Problem details
First find the line containing "User intent: locate the overhead" in the data, then set it down exactly along with every line after it, through the last.

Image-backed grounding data
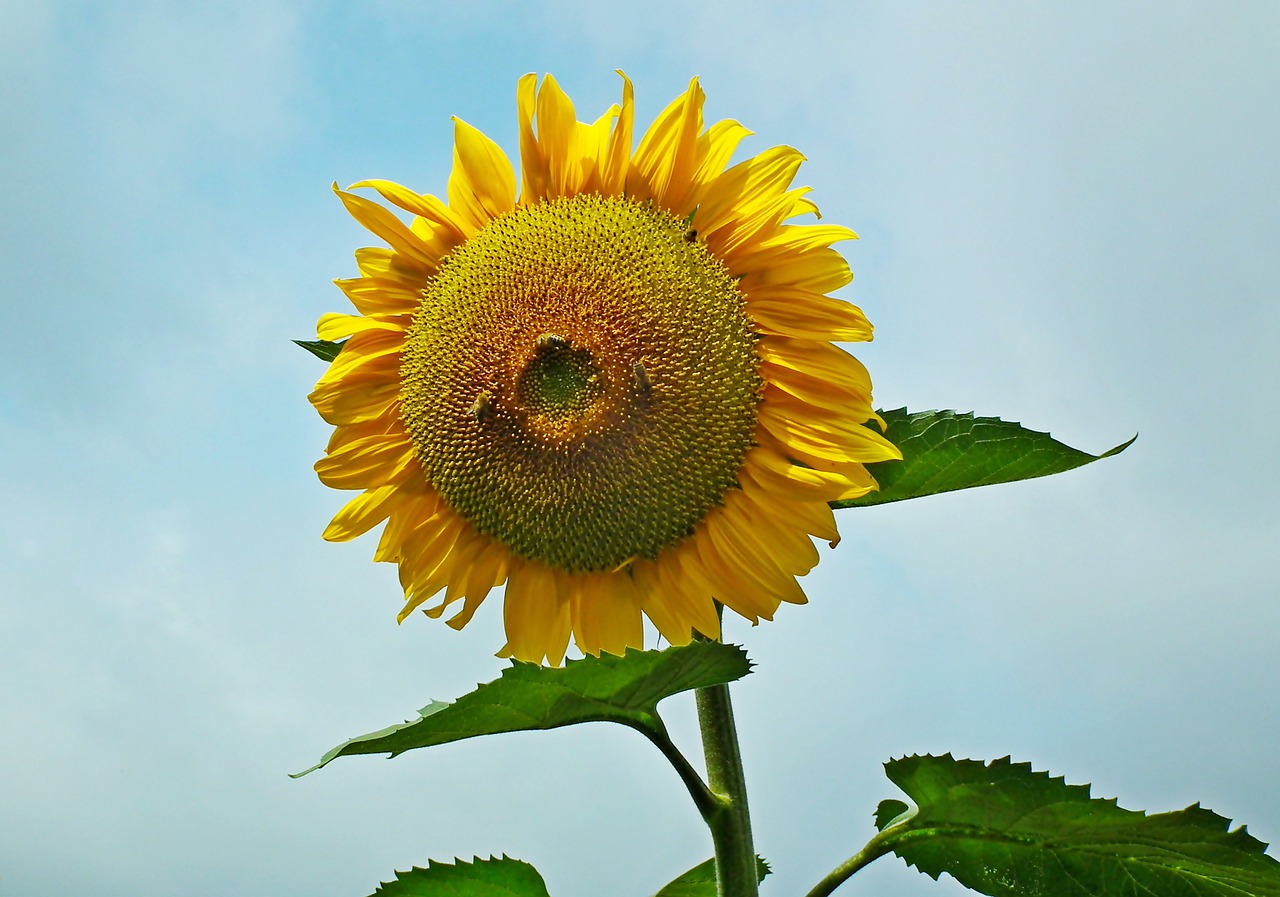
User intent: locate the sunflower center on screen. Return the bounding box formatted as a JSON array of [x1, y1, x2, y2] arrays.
[[516, 335, 604, 427], [399, 193, 761, 573]]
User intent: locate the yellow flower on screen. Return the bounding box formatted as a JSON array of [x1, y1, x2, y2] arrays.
[[310, 73, 901, 664]]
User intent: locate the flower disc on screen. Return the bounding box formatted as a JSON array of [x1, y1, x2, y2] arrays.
[[399, 193, 761, 573]]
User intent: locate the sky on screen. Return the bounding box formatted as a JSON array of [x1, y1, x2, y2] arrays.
[[2, 2, 1277, 896]]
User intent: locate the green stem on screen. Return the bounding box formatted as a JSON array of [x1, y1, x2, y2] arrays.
[[638, 718, 721, 824], [696, 676, 758, 897], [802, 829, 895, 897]]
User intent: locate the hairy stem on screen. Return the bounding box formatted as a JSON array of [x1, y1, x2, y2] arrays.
[[696, 676, 758, 897]]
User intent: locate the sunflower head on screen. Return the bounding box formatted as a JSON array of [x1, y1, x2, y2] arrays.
[[310, 73, 900, 665], [397, 192, 763, 576]]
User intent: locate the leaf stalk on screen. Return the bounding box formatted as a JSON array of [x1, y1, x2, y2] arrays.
[[637, 717, 724, 824], [802, 828, 895, 897]]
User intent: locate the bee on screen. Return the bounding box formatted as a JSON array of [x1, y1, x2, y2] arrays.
[[633, 360, 652, 394], [469, 389, 496, 422], [683, 228, 697, 243], [535, 333, 569, 351]]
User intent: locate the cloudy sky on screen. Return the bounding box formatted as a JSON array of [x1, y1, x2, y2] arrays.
[[3, 2, 1277, 896]]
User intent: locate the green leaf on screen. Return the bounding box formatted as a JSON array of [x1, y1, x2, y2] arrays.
[[652, 857, 770, 897], [836, 409, 1135, 508], [294, 337, 346, 362], [875, 754, 1280, 897], [873, 798, 911, 831], [294, 642, 751, 776], [367, 856, 550, 897]]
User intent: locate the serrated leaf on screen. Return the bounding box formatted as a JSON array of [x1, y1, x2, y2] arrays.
[[836, 409, 1134, 508], [295, 642, 751, 776], [876, 754, 1280, 897], [652, 857, 770, 897], [294, 337, 346, 362], [367, 855, 549, 897]]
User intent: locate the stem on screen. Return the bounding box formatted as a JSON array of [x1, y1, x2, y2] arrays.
[[696, 676, 758, 897], [802, 829, 895, 897], [638, 718, 722, 824]]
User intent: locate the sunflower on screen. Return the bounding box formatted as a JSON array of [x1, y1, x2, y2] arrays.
[[310, 73, 901, 665]]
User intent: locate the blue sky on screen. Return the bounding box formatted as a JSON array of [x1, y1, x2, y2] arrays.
[[2, 2, 1277, 896]]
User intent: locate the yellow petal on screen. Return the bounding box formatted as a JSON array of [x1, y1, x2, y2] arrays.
[[592, 572, 644, 657], [349, 179, 470, 243], [764, 386, 878, 439], [375, 489, 440, 563], [314, 434, 416, 490], [692, 119, 753, 189], [658, 547, 723, 637], [446, 537, 509, 630], [448, 117, 517, 226], [746, 442, 856, 502], [309, 379, 399, 426], [758, 337, 872, 395], [741, 466, 841, 545], [535, 74, 580, 199], [323, 484, 404, 542], [697, 146, 805, 237], [600, 71, 634, 196], [705, 501, 808, 606], [629, 77, 704, 210], [316, 312, 405, 341], [333, 184, 438, 270], [688, 524, 780, 622], [334, 277, 422, 316], [426, 526, 485, 619], [748, 291, 873, 343], [738, 246, 852, 293], [397, 511, 466, 612], [517, 73, 549, 202], [574, 107, 618, 195], [503, 561, 571, 665], [311, 326, 402, 389], [631, 560, 694, 645], [723, 489, 819, 576]]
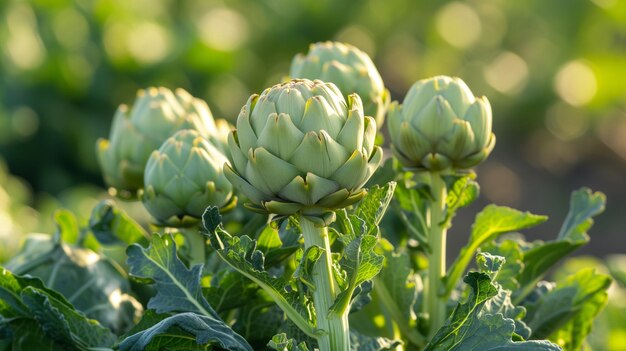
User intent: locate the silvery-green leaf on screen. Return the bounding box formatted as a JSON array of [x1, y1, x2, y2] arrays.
[[424, 272, 561, 351]]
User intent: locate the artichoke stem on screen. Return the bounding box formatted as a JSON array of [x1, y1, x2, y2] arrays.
[[426, 172, 448, 338], [300, 216, 350, 351]]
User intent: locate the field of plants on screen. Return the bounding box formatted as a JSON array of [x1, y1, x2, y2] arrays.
[[1, 1, 625, 350]]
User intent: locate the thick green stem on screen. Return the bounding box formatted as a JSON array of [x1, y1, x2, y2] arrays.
[[300, 216, 350, 351], [426, 172, 448, 338]]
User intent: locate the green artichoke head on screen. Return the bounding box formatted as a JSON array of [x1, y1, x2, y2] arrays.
[[387, 76, 495, 171], [290, 41, 390, 130], [96, 87, 231, 197], [140, 129, 234, 227], [225, 79, 382, 224]]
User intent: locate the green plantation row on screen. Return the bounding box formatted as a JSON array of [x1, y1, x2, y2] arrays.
[[0, 42, 609, 351]]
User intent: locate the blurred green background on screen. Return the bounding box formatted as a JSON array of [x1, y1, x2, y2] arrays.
[[0, 0, 626, 347]]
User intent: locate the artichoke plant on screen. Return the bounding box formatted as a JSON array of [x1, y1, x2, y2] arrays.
[[97, 87, 231, 197], [387, 75, 495, 171], [140, 129, 234, 227], [225, 79, 382, 224], [290, 41, 390, 129]]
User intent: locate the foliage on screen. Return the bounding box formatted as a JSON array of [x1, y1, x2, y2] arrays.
[[0, 24, 618, 351]]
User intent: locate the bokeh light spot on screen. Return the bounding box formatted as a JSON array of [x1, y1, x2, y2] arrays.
[[4, 3, 46, 71], [197, 8, 249, 51], [554, 60, 597, 106], [436, 2, 482, 49], [126, 22, 171, 65], [53, 8, 89, 50], [484, 52, 528, 94], [545, 103, 589, 141], [103, 21, 128, 62]]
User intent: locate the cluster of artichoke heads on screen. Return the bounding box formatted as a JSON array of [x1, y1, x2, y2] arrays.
[[97, 87, 233, 225], [97, 41, 494, 226]]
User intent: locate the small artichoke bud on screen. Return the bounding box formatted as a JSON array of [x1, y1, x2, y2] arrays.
[[387, 76, 495, 171], [290, 41, 390, 130], [140, 129, 234, 227], [225, 79, 383, 225], [96, 87, 231, 197]]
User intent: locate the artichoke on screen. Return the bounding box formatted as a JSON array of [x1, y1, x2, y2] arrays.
[[387, 76, 495, 171], [140, 129, 234, 227], [225, 79, 382, 224], [97, 87, 231, 197], [290, 41, 390, 129]]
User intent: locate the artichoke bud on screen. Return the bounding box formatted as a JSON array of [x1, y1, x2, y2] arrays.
[[225, 79, 382, 223], [96, 87, 232, 198], [140, 129, 234, 227], [387, 76, 495, 171], [289, 41, 390, 129]]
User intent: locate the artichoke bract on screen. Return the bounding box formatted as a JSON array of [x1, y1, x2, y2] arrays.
[[290, 41, 390, 129], [225, 79, 382, 224], [387, 76, 495, 171], [140, 129, 234, 227], [97, 87, 231, 197]]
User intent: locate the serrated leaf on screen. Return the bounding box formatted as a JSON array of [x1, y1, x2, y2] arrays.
[[446, 206, 547, 293], [476, 252, 506, 277], [21, 287, 117, 349], [330, 185, 391, 316], [0, 268, 116, 350], [424, 272, 561, 351], [352, 182, 396, 237], [5, 234, 141, 334], [203, 208, 317, 338], [556, 188, 605, 241], [267, 333, 310, 351], [119, 312, 252, 351], [202, 206, 223, 234], [482, 287, 531, 340], [524, 269, 610, 350], [332, 232, 384, 316], [0, 269, 34, 318], [89, 200, 148, 246], [481, 239, 524, 291], [125, 234, 251, 349], [126, 234, 219, 318], [445, 173, 479, 222], [515, 189, 605, 301], [475, 252, 531, 340]]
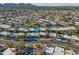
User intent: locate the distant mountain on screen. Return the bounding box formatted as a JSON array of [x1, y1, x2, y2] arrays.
[[0, 3, 79, 9], [0, 3, 17, 7], [0, 3, 37, 8], [16, 3, 37, 8]]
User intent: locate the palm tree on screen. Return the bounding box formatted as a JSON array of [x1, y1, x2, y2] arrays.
[[63, 45, 68, 55]]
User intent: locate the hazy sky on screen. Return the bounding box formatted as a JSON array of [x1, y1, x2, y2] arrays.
[[0, 0, 79, 3], [0, 0, 79, 6], [33, 3, 79, 6]]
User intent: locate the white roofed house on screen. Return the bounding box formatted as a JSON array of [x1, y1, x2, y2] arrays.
[[43, 46, 55, 55], [19, 28, 28, 32], [29, 28, 35, 32], [63, 35, 79, 41], [2, 48, 17, 55], [49, 26, 75, 31], [39, 32, 46, 36], [53, 47, 64, 55], [0, 19, 5, 21], [39, 27, 47, 31], [65, 50, 76, 55], [8, 28, 15, 31], [49, 21, 56, 25], [63, 35, 71, 39], [14, 33, 25, 36], [43, 45, 65, 55], [49, 33, 57, 40], [49, 33, 57, 38], [27, 33, 39, 37], [71, 35, 79, 41], [0, 31, 10, 36], [75, 21, 79, 27], [0, 24, 11, 29]]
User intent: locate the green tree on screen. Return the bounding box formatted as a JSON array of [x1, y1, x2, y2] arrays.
[[63, 45, 68, 55]]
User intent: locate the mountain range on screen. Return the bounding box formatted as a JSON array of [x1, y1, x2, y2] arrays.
[[0, 3, 79, 9]]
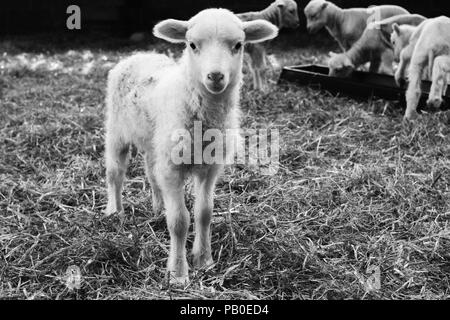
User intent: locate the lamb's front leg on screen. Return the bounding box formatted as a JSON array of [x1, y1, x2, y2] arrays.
[[192, 165, 222, 268], [157, 168, 190, 284], [427, 55, 450, 109], [379, 51, 395, 75], [396, 47, 413, 87], [105, 134, 130, 216], [405, 67, 423, 120], [250, 67, 263, 91], [405, 50, 430, 120], [395, 57, 408, 88], [144, 153, 163, 215], [369, 57, 382, 74], [250, 47, 267, 92]]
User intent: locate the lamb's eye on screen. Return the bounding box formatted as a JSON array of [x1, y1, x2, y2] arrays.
[[189, 42, 197, 50], [234, 42, 243, 51]]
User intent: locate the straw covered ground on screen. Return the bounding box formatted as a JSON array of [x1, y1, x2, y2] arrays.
[[0, 33, 449, 299]]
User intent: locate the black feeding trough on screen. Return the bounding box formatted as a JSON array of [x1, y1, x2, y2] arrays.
[[278, 64, 450, 113]]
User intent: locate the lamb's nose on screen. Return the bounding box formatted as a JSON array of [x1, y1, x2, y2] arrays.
[[207, 72, 224, 82]]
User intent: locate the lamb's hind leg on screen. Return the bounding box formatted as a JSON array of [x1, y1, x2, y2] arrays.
[[144, 153, 163, 215], [192, 164, 223, 268], [249, 46, 267, 92], [369, 57, 382, 74], [396, 46, 414, 88], [379, 51, 395, 75], [427, 55, 450, 109], [156, 167, 190, 284], [395, 54, 408, 88], [105, 133, 130, 216]]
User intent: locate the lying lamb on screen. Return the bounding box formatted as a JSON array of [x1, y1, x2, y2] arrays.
[[304, 0, 409, 52], [327, 14, 426, 77], [237, 0, 299, 91], [404, 16, 450, 119], [104, 9, 278, 284]]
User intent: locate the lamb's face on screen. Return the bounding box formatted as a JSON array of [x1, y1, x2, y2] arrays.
[[186, 14, 246, 94], [277, 0, 300, 29], [390, 24, 410, 61], [153, 9, 278, 95], [304, 0, 329, 34], [328, 53, 355, 77]]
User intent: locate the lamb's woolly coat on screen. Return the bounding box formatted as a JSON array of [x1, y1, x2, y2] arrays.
[[105, 52, 240, 169]]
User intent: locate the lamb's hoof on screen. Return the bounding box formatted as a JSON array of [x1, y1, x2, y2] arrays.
[[403, 112, 418, 122], [103, 206, 123, 217], [193, 255, 214, 269], [152, 203, 163, 216], [396, 78, 406, 89], [260, 87, 269, 94], [427, 97, 442, 109], [167, 273, 190, 287], [251, 85, 267, 93]]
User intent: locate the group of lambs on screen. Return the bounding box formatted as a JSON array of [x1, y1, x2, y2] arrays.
[[304, 0, 450, 120], [104, 1, 450, 284]]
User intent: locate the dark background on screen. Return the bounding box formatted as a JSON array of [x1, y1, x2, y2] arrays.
[[0, 0, 449, 36]]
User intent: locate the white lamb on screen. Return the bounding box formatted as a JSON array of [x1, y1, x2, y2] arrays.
[[391, 20, 450, 104], [327, 14, 426, 77], [390, 20, 429, 87], [236, 0, 299, 91], [104, 9, 278, 284], [304, 0, 409, 52], [404, 16, 450, 119]]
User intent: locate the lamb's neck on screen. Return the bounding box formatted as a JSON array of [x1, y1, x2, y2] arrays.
[[403, 28, 415, 46], [346, 39, 369, 67], [184, 76, 239, 129], [260, 3, 282, 28]]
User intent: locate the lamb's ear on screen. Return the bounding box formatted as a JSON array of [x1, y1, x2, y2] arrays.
[[275, 0, 285, 8], [243, 20, 278, 43], [320, 1, 329, 11], [392, 23, 400, 35], [153, 19, 188, 43], [329, 51, 337, 58]]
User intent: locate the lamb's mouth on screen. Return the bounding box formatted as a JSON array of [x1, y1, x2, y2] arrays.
[[205, 82, 227, 94], [307, 25, 319, 34]]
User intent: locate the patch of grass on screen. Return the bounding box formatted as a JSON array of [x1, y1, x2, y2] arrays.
[[0, 34, 449, 299]]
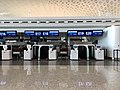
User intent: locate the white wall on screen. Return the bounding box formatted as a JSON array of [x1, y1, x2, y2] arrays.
[[98, 26, 120, 59]]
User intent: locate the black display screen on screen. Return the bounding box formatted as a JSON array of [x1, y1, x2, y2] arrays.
[[24, 31, 34, 37], [6, 31, 17, 37], [68, 31, 78, 36], [0, 31, 6, 37], [49, 30, 59, 36], [34, 31, 42, 36]]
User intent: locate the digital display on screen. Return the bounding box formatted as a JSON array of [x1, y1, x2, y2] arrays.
[[85, 31, 93, 36], [68, 31, 77, 36], [93, 30, 103, 36], [68, 30, 103, 37], [49, 30, 59, 36], [42, 31, 49, 36], [78, 31, 85, 36], [6, 31, 17, 37], [24, 31, 34, 37], [0, 31, 6, 37], [34, 31, 42, 36]]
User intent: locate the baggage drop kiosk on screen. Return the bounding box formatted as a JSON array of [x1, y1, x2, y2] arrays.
[[70, 44, 95, 60], [0, 45, 12, 60], [24, 30, 38, 60], [30, 30, 58, 60], [24, 45, 33, 60], [33, 44, 57, 60], [1, 31, 17, 60], [2, 45, 12, 60], [68, 30, 103, 60]]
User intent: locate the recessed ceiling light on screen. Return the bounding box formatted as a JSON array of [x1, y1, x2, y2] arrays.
[[0, 12, 10, 16]]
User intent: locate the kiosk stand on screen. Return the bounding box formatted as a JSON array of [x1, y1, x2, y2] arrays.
[[49, 46, 57, 60], [70, 45, 78, 60], [33, 44, 57, 60], [24, 45, 33, 60], [2, 45, 12, 60], [95, 46, 104, 60], [70, 44, 95, 60]]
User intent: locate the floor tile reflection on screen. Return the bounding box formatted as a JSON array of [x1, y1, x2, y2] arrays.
[[0, 65, 120, 90], [1, 59, 120, 66]]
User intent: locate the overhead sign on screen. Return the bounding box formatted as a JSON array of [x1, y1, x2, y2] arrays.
[[68, 30, 103, 37]]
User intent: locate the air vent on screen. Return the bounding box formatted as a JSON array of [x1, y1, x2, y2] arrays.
[[96, 21, 102, 22], [86, 21, 92, 22], [58, 21, 64, 23], [22, 21, 28, 23], [115, 20, 120, 22], [40, 21, 46, 23], [13, 21, 19, 23], [4, 21, 10, 23], [49, 21, 55, 23], [68, 21, 74, 23], [31, 21, 37, 23], [105, 20, 111, 22], [77, 21, 83, 23]]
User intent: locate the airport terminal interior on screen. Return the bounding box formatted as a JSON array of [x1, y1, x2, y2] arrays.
[[0, 0, 120, 90]]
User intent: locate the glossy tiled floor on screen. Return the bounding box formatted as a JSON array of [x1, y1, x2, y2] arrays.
[[0, 59, 120, 90]]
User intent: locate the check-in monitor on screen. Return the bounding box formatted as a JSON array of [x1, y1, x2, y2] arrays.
[[6, 31, 17, 37], [24, 30, 35, 37], [93, 30, 103, 36], [49, 30, 59, 36], [0, 31, 6, 37], [68, 30, 78, 36]]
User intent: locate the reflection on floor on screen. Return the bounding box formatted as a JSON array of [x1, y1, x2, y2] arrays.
[[0, 59, 120, 90], [0, 59, 120, 66]]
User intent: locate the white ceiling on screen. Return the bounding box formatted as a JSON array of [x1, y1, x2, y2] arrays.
[[0, 0, 120, 17]]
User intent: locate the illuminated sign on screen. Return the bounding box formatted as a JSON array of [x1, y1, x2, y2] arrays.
[[24, 31, 34, 37]]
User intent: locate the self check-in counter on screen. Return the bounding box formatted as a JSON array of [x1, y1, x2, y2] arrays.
[[70, 44, 95, 60], [0, 31, 18, 60], [24, 45, 33, 60], [68, 30, 104, 60], [0, 45, 12, 60], [95, 46, 104, 60], [24, 30, 58, 60], [5, 42, 33, 60], [33, 44, 57, 60]]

Written solution
User intent: locate the overhead sign on screen. Return the bounding box formatted as a JSON array of [x1, y1, x2, y2] arrays.
[[68, 30, 103, 37]]
User intent: locate the air vent on screen. Return the bounding box formatted as a JSON array of [x1, y1, x2, y2] arrays.
[[96, 21, 102, 22], [86, 21, 92, 22], [58, 21, 64, 23], [22, 21, 28, 23], [115, 20, 120, 22], [40, 21, 46, 23], [13, 21, 19, 23], [4, 21, 10, 23], [49, 21, 55, 23], [68, 21, 74, 23], [31, 21, 37, 23], [105, 20, 111, 22], [77, 21, 83, 23]]
User intent: locate the airport terminal interior on screen. Return the bounding box formatted as a JSON array of [x1, y1, x2, y2] arrays.
[[0, 0, 120, 90]]
User intent: locate the glossy tiled floor on screen. Return the bounding box formatted as a JSON array of [x1, y1, x2, y2] arrays.
[[0, 59, 120, 90]]
User intent: locate the check-in monitor on screen. Return the bounding box formatted as a JSON array of [x1, y1, x2, y2] arrays.
[[6, 31, 17, 37], [24, 30, 35, 37], [93, 30, 103, 36], [49, 30, 59, 36], [0, 31, 6, 37], [68, 30, 78, 36]]
User intent: locate the reflection on floor on screen. Return the bounding box formatted as a JSON array of [x1, y1, x2, y2] arrays.
[[0, 59, 120, 90], [0, 59, 120, 66]]
User intent: locate the white ceiling on screen. Return the bounding box formatted as a JSON array of [x1, y1, x2, y2] arrays.
[[0, 0, 120, 17]]
User intent: locate the illuminated sign on screen. Return the bounding box formatted as a JSON array of [x1, y1, x2, y2] arrays.
[[24, 31, 34, 37]]
User intent: locate the self check-in counter on screen. Return the bounding box formatted as a JSON array of [x1, y1, x2, y2] arrays.
[[70, 44, 95, 60], [0, 31, 18, 60], [24, 45, 33, 60], [68, 30, 104, 60], [0, 45, 12, 60], [95, 46, 104, 60], [24, 30, 58, 60], [5, 42, 33, 60], [33, 44, 57, 60]]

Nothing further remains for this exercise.